[Contour annotation records]
┄┄┄┄┄┄┄┄┄┄┄┄┄┄┄┄┄┄┄┄

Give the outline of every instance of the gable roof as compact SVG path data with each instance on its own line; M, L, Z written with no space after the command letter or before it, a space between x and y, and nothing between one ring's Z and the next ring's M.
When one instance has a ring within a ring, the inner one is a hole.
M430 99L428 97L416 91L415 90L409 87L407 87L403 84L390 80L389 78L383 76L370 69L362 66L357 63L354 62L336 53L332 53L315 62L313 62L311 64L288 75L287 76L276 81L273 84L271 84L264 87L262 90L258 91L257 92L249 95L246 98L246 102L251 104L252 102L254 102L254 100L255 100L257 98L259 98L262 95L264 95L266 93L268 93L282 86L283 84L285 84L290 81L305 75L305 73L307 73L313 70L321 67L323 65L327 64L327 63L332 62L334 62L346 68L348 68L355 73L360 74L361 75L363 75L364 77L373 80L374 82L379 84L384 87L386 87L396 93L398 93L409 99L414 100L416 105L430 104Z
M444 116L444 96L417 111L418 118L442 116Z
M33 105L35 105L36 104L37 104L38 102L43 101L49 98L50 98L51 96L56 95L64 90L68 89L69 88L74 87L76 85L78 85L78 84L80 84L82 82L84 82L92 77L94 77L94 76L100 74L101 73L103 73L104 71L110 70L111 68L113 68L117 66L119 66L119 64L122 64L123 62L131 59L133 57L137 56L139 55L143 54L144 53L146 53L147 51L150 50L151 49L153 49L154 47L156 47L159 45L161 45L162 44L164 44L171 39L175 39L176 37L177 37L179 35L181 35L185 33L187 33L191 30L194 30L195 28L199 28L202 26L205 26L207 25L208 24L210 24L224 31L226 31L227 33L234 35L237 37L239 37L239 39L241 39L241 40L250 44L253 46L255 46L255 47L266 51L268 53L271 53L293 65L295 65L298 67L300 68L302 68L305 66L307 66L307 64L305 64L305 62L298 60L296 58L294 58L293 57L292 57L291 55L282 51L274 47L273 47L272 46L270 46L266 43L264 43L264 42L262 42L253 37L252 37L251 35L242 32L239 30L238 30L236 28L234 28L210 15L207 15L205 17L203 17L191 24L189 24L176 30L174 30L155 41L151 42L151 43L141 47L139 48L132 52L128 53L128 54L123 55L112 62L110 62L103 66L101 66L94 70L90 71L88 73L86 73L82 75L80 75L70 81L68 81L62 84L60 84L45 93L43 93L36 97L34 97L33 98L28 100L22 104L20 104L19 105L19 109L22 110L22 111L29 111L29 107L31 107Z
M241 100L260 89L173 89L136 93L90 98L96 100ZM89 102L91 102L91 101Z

┄┄┄┄┄┄┄┄┄┄┄┄┄┄┄┄┄┄┄┄

▶ WHAT THE EXERCISE ASKS
Can you copy all of the data above line for line, changing no character?

▶ CORRECT RESULT
Give the outline of every instance of the gable roof as compact SVG path data with each instance on its own line; M, L, Z written with no space after the command letter or before it, a space between x and y, and nothing between one ring's Z and the next ring's M.
When one instance has a ring within a ring, the inner one is a hole.
M430 99L428 97L416 91L415 90L409 87L407 87L403 84L390 80L389 78L383 76L370 69L362 66L357 63L354 62L336 53L332 53L315 62L313 62L311 64L288 75L287 76L276 81L273 84L271 84L264 87L262 90L258 91L257 92L249 95L246 98L246 102L251 104L252 102L254 102L254 100L255 100L257 98L259 98L262 95L264 95L266 93L268 93L282 86L283 84L285 84L290 81L305 75L305 73L307 73L313 70L321 67L323 65L327 64L327 63L332 62L334 62L346 68L348 68L355 73L360 74L361 75L363 75L364 77L373 80L374 82L379 84L384 87L386 87L396 93L398 93L409 99L414 100L416 105L430 104Z
M444 116L444 96L417 111L418 118L442 116Z
M33 105L35 105L36 104L37 104L38 102L43 101L49 98L50 98L51 96L56 95L64 90L68 89L69 88L74 87L76 85L78 85L78 84L80 84L82 82L84 82L92 77L94 77L94 76L100 74L101 73L103 73L104 71L110 70L111 68L113 68L117 66L119 66L119 64L122 64L123 62L131 59L133 57L137 56L139 55L143 54L144 53L146 53L147 51L150 50L151 49L153 49L154 47L156 47L159 45L161 45L162 44L164 44L171 39L175 39L176 37L177 37L179 35L181 35L185 33L187 33L191 30L194 30L195 28L199 28L202 26L205 26L207 25L208 24L210 24L224 31L226 31L227 33L234 35L237 37L239 37L239 39L241 39L241 40L250 44L253 46L255 46L255 47L266 51L268 53L271 53L293 65L295 65L298 67L300 68L302 68L305 66L307 66L307 64L305 64L305 62L298 60L296 58L294 58L293 57L292 57L291 55L282 51L274 47L273 47L272 46L270 46L266 43L264 43L264 42L262 42L253 37L252 37L251 35L242 32L239 30L238 30L236 28L234 28L210 15L207 15L205 17L203 17L191 24L189 24L176 30L174 30L155 41L151 42L151 43L141 47L139 48L132 52L128 53L128 54L123 55L112 62L110 62L103 66L101 66L94 70L90 71L88 73L86 73L82 75L80 75L70 81L68 81L62 84L60 84L45 93L43 93L36 97L34 97L33 98L28 100L22 104L20 104L19 105L19 109L22 110L22 111L29 111L29 107L31 107Z
M241 100L260 89L173 89L136 93L90 98L96 100ZM89 102L91 102L91 101Z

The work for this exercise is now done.